- **Exercises to complete**
1/ In the passage about Davio's poem, which Anne Sexton poem does the writer say it brought to mind?
2/ Please retype the stretch from "davioIn the poem" through "this phrase’s logic." in the passage about Davio's poem.
3/ Carry the passage about Davio's Unreal Woman poem forward from its last sentence.

== Passage provided ==

I wonder at what point I will become unreal altogether.

davioIn the poem below, Davio approaches similar ideas as here but in a more visceral manner. Where nonfiction allows for the unpacking of rhetoric in a meditative manner, poetry allows for moves that go for the jugular as much as the heart and the mind. By subverting the well-intentioned phrasing of “real women have curves” and creating the persona of the Unreal Woman, Davio pushes against the erasure of women whose experiences don’t fit into the neatness of this phrase’s logic.

This poem brought to mind Anne Sexton, in specific her poem “Her Kind.” Through the imaginative and interrogative space created by the Unreal Woman persona, Davio evokes some of what and who is left out of the “real women” conversation, and invites it in with the conviction of one who has been “her kind.”

===
== Source excerpt ==

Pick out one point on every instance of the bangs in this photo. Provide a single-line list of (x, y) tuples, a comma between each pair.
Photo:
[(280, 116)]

===

- **Answers by task**
1/ "Her Kind."

2/
davioIn the poem below, Davio approaches similar ideas as here but in a more visceral manner. Where nonfiction allows for the unpacking of rhetoric in a meditative manner, poetry allows for moves that go for the jugular as much as the heart and the mind. By subverting the well-intentioned phrasing of “real women have curves” and creating the persona of the Unreal Woman, Davio pushes against the erasure of women whose experiences don’t fit into the neatness of this phrase’s logic.

3/
Real Women – Kelly Davio
—“Real Women Have Curves”

They fit in size-Q panty hose, we’re told.
Their volume fills the special-order bras
built wide enough about the lacey bands
to suggest a well formed plentitude

in fully lined and double-lettered cups.
Real women give birth to multitudes
of Gerber-blonde babies in a continual
swell and retraction not unlike that

of a latex balloon, so quick to snap back
to size. Real women, after all, work out.
They repeat a mantra: healthy is the new,
but forget what was old. They raise dumbbells

and celebrate themselves. They know
what would fix you, Unreal Woman, disposing
of your sharps in the bright orange canister.
They have tut-tutted you, unreal woman,

when bottled prescriptions spill forth
from your open purse. They have watched you,
unreal woman, vertiginous and clutching
for the staircase handrail or shuffle-stepping

with a limp, your slacks dangling from meatless
hips, from bony kneecaps. And under the Lasik
clarity of their vision, Unreal Woman, you
become small as they expand, claim the space

you were never meant to occupy. They start
with your hair, thinning from steroids,
and thread it out by the root. They nibble
at the keratin of your fingernails, roll skin

from your limbs like wet paper, knock
your bones together in a jaunty tune.
Seconds are all it takes to absorb you.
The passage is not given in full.